**WHAT YOU HAVE TO DO**
Extract all lines from the data beneath that include the word "window".

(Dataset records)
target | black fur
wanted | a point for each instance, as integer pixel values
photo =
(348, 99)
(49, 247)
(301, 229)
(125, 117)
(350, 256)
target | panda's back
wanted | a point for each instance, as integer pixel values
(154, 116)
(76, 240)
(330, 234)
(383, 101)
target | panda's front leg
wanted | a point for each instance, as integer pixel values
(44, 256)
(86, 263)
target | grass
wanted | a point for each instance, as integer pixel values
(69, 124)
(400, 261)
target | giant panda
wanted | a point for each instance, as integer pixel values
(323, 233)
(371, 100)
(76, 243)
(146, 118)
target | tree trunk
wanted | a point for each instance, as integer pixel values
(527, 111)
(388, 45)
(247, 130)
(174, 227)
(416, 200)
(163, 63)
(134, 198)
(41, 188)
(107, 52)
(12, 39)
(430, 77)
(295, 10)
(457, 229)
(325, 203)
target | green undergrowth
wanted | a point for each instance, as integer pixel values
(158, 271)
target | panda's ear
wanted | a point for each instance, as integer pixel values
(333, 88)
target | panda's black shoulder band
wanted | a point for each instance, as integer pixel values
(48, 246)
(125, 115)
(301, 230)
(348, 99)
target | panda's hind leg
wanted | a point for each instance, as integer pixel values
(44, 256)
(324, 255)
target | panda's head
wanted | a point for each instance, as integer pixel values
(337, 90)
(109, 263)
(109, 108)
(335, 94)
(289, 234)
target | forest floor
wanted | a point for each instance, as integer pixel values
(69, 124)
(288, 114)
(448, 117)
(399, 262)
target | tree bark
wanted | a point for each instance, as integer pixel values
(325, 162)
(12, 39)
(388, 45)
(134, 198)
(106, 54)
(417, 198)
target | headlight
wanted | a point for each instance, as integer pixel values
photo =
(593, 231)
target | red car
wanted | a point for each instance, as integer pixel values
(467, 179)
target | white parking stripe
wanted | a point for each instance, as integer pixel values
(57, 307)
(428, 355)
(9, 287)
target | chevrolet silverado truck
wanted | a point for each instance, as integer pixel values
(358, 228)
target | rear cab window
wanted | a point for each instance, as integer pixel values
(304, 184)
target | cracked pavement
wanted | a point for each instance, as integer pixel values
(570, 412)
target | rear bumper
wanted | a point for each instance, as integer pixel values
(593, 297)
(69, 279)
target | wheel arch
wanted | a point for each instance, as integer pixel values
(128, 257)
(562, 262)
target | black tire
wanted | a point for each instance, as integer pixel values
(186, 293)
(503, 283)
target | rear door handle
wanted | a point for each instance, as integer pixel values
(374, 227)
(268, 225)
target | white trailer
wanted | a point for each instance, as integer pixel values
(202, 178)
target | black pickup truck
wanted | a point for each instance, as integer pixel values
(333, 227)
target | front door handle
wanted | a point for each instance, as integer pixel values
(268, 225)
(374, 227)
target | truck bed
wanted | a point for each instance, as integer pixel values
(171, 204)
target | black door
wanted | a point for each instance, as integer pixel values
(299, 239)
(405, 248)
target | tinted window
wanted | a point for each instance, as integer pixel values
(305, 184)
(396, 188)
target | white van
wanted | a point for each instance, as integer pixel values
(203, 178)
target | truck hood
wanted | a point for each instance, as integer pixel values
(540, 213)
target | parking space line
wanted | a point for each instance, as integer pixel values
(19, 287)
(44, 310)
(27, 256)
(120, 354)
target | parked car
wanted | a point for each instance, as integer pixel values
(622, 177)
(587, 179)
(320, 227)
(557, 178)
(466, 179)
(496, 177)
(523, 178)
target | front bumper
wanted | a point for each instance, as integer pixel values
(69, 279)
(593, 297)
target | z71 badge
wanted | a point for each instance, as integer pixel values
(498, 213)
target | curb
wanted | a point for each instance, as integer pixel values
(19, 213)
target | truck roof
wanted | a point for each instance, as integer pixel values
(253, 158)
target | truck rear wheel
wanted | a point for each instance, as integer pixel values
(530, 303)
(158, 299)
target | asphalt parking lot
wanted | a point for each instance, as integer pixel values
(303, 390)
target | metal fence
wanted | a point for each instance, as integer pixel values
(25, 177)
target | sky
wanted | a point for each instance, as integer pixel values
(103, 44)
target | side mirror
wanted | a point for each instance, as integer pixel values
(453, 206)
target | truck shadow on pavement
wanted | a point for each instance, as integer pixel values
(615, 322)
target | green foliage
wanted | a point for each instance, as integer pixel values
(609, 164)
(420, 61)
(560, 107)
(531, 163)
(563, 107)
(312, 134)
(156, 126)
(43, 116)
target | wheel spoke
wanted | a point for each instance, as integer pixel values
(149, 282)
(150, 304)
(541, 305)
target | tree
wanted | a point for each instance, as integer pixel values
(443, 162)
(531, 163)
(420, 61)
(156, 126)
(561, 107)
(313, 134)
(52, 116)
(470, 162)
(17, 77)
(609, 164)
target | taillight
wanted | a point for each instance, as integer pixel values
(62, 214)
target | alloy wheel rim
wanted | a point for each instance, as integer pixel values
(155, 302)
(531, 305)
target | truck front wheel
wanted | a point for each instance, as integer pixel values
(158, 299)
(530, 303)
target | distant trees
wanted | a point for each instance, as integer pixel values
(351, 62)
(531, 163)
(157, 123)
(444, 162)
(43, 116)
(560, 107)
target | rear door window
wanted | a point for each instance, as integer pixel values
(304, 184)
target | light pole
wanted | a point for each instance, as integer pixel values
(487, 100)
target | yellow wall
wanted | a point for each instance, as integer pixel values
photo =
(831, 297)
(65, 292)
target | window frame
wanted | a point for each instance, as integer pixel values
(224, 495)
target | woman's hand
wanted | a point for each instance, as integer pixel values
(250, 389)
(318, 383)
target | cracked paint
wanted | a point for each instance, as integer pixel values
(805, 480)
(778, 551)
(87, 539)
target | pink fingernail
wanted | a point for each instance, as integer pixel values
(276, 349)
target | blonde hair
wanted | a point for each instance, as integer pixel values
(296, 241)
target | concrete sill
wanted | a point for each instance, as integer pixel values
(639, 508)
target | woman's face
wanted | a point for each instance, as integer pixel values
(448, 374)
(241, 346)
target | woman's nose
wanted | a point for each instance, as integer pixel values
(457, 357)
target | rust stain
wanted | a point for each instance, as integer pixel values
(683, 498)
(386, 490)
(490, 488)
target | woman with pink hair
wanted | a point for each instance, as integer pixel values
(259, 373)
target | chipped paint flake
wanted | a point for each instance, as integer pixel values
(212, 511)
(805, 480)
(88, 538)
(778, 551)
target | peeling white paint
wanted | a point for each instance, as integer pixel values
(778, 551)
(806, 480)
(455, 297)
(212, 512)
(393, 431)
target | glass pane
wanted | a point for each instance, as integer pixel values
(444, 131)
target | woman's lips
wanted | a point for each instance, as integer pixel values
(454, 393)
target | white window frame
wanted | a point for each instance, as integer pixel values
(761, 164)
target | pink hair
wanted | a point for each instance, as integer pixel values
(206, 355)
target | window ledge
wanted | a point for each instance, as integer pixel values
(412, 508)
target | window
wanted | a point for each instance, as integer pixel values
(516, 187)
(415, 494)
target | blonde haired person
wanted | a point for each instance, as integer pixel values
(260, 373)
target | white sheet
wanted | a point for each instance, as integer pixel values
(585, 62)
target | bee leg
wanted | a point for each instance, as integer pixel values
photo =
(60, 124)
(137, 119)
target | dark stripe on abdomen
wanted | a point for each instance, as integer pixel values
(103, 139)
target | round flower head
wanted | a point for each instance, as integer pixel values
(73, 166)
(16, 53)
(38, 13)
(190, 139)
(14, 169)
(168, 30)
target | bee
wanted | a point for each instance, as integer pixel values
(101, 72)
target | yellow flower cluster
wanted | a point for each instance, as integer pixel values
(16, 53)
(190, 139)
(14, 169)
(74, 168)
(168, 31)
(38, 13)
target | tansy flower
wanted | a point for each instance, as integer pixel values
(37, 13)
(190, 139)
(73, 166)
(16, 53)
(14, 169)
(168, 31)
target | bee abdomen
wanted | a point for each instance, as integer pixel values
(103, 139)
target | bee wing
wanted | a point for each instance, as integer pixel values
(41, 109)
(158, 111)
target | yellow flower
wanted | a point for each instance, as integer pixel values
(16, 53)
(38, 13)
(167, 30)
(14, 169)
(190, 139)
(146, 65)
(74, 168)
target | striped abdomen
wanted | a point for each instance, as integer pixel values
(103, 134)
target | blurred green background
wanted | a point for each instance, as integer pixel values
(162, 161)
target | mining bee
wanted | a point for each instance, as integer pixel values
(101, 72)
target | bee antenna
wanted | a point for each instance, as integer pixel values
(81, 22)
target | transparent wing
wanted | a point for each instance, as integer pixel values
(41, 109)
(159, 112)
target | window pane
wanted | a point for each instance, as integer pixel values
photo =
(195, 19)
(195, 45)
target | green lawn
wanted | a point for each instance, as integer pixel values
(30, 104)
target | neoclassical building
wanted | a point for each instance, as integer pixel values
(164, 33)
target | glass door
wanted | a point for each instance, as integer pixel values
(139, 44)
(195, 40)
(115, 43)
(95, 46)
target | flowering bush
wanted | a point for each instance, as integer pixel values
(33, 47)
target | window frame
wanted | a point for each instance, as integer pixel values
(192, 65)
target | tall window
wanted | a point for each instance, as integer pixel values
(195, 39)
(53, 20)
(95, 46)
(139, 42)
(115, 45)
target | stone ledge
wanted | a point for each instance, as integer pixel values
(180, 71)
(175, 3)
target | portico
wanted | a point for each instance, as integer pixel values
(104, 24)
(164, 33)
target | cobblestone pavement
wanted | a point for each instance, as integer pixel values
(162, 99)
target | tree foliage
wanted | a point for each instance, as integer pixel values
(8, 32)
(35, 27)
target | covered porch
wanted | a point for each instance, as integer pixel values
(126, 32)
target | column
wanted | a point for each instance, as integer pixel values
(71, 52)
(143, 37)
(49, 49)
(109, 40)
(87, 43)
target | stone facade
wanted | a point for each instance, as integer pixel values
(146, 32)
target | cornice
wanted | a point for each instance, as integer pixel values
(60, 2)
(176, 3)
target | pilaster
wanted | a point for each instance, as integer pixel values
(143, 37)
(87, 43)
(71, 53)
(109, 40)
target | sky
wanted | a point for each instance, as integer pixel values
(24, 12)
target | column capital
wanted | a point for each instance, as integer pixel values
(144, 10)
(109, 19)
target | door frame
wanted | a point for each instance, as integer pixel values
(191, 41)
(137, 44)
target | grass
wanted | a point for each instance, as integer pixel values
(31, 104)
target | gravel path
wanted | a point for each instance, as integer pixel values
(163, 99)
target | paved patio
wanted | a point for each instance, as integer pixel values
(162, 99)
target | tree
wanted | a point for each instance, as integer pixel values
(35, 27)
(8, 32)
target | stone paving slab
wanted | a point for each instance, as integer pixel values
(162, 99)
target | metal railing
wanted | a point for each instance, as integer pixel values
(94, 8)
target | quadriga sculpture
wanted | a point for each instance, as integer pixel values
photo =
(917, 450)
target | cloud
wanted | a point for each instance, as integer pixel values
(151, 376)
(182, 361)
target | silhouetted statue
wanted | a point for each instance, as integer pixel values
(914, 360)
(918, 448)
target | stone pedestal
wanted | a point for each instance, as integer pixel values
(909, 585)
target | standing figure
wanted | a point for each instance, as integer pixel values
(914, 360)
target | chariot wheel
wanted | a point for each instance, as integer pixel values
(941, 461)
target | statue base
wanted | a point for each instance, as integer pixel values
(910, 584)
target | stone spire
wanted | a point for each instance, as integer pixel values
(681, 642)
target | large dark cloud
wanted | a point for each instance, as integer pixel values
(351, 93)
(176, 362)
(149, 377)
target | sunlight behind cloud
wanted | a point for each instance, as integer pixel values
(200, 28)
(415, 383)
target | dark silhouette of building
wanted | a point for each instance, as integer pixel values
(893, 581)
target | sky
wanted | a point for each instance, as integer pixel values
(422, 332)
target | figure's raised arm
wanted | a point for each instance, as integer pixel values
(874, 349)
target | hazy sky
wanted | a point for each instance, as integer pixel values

**EXERCISE ANSWER**
target | rear cab window
target | tinted window
target | rear door window
target | window frame
target | white window frame
target | window ledge
target | window
target | window pane
target | window frame
target | tall window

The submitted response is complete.